AIM OF THE EXERCISE: Please count how many lines in the items below contain the string "parakeet", matching case exactly. Reply with only that number.
DATA FOR THIS EXERCISE start
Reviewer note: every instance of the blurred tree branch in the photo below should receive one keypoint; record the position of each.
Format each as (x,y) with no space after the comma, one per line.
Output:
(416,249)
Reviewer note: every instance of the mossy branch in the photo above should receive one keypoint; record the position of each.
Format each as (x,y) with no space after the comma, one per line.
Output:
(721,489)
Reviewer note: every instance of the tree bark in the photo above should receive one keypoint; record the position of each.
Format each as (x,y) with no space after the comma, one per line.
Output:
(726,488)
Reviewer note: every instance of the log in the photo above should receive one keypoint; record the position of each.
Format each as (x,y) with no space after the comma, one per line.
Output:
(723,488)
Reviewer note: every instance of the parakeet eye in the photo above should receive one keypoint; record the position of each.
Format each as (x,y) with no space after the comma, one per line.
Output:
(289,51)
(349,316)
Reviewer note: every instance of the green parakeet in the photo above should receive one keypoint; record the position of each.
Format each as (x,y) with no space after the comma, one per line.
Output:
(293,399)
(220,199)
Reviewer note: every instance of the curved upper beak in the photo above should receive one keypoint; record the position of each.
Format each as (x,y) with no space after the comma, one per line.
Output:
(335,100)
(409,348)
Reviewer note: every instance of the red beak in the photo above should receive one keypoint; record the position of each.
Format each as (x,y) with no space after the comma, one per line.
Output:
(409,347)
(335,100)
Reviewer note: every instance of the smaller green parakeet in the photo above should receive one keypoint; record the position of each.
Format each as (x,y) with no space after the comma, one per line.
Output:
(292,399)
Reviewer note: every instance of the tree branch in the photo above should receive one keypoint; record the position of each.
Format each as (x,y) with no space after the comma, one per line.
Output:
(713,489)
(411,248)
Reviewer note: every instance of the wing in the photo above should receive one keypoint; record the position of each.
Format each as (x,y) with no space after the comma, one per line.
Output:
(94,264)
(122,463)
DATA FOR THIS EXERCISE end
DATA FOR THIS EXERCISE start
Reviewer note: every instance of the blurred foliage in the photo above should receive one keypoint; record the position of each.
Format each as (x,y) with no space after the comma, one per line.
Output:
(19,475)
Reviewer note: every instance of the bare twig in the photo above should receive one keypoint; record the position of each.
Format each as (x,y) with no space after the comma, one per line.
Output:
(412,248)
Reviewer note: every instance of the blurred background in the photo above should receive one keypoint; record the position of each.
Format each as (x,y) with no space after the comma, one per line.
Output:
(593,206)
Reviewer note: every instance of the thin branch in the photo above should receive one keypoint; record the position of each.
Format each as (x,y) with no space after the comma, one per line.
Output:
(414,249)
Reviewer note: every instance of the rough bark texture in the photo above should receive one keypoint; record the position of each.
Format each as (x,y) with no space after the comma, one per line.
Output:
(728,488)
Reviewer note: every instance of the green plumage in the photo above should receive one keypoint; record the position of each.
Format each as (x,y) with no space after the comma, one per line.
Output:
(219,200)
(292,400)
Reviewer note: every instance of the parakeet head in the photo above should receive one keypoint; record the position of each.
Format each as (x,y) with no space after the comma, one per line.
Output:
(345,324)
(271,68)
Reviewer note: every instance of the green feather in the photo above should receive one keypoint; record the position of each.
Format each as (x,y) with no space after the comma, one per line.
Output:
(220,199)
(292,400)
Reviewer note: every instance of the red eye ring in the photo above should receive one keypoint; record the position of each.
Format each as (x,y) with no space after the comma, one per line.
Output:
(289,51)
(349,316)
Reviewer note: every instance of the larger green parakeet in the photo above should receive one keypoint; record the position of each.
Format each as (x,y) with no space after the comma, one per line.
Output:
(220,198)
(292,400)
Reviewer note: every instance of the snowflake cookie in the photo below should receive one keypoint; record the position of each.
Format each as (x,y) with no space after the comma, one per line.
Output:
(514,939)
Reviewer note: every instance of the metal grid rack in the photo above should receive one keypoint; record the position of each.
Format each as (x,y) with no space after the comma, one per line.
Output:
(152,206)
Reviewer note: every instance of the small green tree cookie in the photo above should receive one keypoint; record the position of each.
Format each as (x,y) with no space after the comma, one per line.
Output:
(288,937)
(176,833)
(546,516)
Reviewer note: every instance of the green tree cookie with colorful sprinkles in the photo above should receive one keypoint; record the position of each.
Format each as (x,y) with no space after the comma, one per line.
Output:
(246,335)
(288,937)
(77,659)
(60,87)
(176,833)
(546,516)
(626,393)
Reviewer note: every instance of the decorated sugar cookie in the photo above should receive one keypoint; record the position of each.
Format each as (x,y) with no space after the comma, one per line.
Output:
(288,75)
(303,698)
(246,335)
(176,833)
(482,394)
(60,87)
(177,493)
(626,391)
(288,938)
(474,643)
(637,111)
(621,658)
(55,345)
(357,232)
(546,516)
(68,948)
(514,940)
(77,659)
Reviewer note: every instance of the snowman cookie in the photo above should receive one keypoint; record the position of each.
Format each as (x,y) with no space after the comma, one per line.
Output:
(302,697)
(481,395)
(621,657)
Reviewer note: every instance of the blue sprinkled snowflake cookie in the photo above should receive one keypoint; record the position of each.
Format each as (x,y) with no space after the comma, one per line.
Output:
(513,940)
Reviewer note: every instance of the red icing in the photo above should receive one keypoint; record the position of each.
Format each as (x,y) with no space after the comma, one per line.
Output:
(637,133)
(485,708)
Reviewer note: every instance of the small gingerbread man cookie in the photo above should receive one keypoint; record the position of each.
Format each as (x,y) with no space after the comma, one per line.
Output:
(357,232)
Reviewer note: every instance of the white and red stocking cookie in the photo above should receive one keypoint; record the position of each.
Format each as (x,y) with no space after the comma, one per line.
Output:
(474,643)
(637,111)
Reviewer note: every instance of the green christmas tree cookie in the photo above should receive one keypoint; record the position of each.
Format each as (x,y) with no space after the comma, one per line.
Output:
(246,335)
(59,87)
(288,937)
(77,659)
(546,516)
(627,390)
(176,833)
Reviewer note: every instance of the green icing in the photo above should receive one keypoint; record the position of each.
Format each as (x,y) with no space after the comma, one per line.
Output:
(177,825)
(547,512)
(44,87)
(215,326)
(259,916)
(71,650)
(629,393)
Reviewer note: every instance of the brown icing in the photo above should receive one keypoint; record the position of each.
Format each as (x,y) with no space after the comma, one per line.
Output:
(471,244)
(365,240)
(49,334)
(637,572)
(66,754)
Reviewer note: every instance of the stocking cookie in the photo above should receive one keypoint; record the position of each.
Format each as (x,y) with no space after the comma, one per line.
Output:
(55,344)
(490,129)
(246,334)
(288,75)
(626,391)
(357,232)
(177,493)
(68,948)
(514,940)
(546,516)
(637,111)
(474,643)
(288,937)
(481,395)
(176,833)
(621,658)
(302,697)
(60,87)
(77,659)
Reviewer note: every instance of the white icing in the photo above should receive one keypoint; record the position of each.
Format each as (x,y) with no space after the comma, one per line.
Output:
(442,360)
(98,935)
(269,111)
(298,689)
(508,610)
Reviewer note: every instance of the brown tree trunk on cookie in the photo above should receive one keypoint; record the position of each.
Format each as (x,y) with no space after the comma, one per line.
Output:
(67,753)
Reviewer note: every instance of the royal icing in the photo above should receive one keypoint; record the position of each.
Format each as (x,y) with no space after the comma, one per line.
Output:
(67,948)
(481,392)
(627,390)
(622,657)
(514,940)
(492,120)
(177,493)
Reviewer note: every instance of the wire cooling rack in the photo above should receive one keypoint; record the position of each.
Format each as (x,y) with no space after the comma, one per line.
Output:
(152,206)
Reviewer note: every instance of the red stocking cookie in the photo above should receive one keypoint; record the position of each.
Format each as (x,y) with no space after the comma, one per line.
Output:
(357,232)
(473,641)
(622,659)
DATA FOR THIS EXERCISE end
WRITTEN ANSWER: 5